> _Challenge 1_: Update the passage of the comic-art critique between "But given the" and "Sheer crotchless leather vee-cut panties.", inclusive, by writing it out again with "Odin's Spear" replaced by "Thor's Hammer".

begin Text

I almost can't put into words how awful both of these outfits are:

xf30-horribe-woman-small

As far as I know, the purpose of a brassiere is to lend support to a woman's breasts. So they don't flop around, banging painfully. Not, you understand, to squeeze them from top and bottom so they spurt out aggressively with absolutely no support at all. That would be like an anti-bra. An Arb, if you will. But if you're going to go out in public wearing an arb, the last thing you want to do is to spread gauzy yellow snot all over your breasts, which is all I can assume that stuff is, since no fabric ever known to humanity -- thankfully -- has ever behaved like that, clinging to the skin like a Playtex glove on the breasts, while hanging limply between them.

But given the treatment the rest of her body has to endure from this hideous getup, maybe her boobs are lucky.

How in the name of Odin's Spear is that leather harness thingie supposed to operate? Surely it would just hang there, unless she uses some sort of spirit gum to adhere it to her body. And are the two outside, bottom ends of it actually bolted to her hip as it appears? If not, what are those things doing there?

And then the piece-de-resistance, the final cherry on the sundae, if I can use that saying with regards to such a delicate area. The final little touch that pushes this sartorial assault up from simple chubby-panted fanboi lust to full on psychosis:

The crotchless leather vee-cut panties.

Sheer crotchless leather vee-cut panties.

Which are, sad to say, a vast improvement over the sheer leather vee-cut panties with attached "teeny weenie rubber weenie" model her teammate is sporting.

You wonder why I hate Rob Liefeld's art? Look no further than this abomination of feminine super-wear, my friends, and realize that he made this sort of thing the rule in super-hero comics for almost ten years, thus making it impossible for me to open one without my brain exploding. Which would be very unfortunate as it would doubtlessly soil my crotchless leather vee-cut underoos, and we can't have that, can we?

(Image © Rob Liefeld.)

Reason #5: He can't handle the truth

When I say Rob Liefeld can't handle the truth, I mean the truth is that he can't handle anything with a handle. Like swords:

badswordholding-composite

Study those for a bit and see if you can tell the fundamental mistake he's making. Pay particular attention to the one at the top right of the image and try to imagine how in the hell anyone could actually use a sword "held" like that, with the hilt perpendicular to the hand instead of parallel.

Once you're ready -- feel free to put on sunglasses or something, facing directly into this sort of thing can lead to blindness -- take a look at how he treats hand-held guns (and there are even more guns than swords in any Liefeld comic):

badgunholding-composite

Why are there no fingers curling around the handle of the guns on the left and on the right? What the hell is his left arm grasping in the center image? Again, there's a pattern here. See if you can spot it.

end Text

> _Challenge 2_: List every line of the records below that contains the string "draw". Case counts.

begin Task input

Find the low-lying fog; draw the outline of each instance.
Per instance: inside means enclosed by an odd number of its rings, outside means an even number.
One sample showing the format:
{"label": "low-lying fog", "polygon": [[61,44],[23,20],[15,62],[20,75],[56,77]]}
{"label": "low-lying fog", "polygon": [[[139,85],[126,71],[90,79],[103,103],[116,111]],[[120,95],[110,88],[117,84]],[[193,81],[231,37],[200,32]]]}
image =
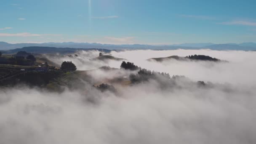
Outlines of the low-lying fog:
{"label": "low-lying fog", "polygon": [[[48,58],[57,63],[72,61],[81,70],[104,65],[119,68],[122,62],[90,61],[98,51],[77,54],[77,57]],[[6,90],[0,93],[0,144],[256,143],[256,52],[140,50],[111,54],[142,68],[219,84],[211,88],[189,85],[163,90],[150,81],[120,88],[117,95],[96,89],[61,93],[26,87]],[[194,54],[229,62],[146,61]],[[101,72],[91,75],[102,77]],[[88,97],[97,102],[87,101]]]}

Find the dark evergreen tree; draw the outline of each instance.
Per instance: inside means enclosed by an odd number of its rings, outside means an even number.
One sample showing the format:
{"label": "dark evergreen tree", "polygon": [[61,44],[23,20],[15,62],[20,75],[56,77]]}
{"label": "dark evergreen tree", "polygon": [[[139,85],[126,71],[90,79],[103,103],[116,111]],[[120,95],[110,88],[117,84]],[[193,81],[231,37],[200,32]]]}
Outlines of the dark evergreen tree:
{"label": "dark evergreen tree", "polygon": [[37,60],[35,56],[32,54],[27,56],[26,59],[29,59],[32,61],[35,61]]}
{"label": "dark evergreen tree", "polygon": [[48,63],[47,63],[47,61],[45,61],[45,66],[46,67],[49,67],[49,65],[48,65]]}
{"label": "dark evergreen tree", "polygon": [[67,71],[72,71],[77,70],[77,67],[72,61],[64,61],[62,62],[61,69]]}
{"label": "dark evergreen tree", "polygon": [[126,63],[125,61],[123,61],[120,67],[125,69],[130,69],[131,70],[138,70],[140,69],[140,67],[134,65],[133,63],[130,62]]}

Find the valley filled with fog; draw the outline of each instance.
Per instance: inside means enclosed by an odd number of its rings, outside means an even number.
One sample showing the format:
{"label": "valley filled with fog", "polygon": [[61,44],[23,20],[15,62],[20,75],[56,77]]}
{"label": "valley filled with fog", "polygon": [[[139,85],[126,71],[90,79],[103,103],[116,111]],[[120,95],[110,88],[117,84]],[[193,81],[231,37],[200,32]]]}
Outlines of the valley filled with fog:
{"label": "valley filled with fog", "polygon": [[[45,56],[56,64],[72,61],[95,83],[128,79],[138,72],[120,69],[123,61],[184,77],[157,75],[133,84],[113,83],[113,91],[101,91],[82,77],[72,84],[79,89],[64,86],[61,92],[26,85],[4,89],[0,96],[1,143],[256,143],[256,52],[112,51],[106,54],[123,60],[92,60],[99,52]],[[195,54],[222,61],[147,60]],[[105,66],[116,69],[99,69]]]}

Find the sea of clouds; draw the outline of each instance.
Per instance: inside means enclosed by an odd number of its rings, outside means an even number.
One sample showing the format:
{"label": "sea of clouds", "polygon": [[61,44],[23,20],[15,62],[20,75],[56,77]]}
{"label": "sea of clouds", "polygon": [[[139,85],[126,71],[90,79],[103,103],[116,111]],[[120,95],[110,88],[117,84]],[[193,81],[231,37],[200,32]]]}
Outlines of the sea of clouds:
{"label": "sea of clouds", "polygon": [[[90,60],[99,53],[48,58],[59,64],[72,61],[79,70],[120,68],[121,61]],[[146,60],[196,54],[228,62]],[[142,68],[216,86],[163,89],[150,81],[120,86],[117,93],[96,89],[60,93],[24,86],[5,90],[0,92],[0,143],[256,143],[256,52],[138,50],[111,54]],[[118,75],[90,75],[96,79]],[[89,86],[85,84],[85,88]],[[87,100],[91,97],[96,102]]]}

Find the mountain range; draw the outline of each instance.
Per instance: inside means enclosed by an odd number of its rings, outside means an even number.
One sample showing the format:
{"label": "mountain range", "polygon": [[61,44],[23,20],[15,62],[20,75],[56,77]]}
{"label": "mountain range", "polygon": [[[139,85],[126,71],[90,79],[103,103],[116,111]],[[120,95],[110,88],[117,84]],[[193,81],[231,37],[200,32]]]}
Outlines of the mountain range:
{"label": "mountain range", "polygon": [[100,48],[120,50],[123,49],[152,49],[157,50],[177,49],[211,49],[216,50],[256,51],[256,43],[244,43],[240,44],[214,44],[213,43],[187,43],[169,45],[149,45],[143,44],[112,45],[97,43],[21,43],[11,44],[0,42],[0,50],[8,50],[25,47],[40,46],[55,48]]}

end Task input

> _Full answer 1_:
But given the treatment the rest of her body has to endure from this hideous getup, maybe her boobs are lucky.

How in the name of Thor's Hammer is that leather harness thingie supposed to operate? Surely it would just hang there, unless she uses some sort of spirit gum to adhere it to her body. And are the two outside, bottom ends of it actually bolted to her hip as it appears? If not, what are those things doing there?

And then the piece-de-resistance, the final cherry on the sundae, if I can use that saying with regards to such a delicate area. The final little touch that pushes this sartorial assault up from simple chubby-panted fanboi lust to full on psychosis:

The crotchless leather vee-cut panties.

Sheer crotchless leather vee-cut panties.

> _Full answer 2_:
Find the low-lying fog; draw the outline of each instance.
Find the dark evergreen tree; draw the outline of each instance.
Find the valley filled with fog; draw the outline of each instance.
Find the sea of clouds; draw the outline of each instance.
Find the mountain range; draw the outline of each instance.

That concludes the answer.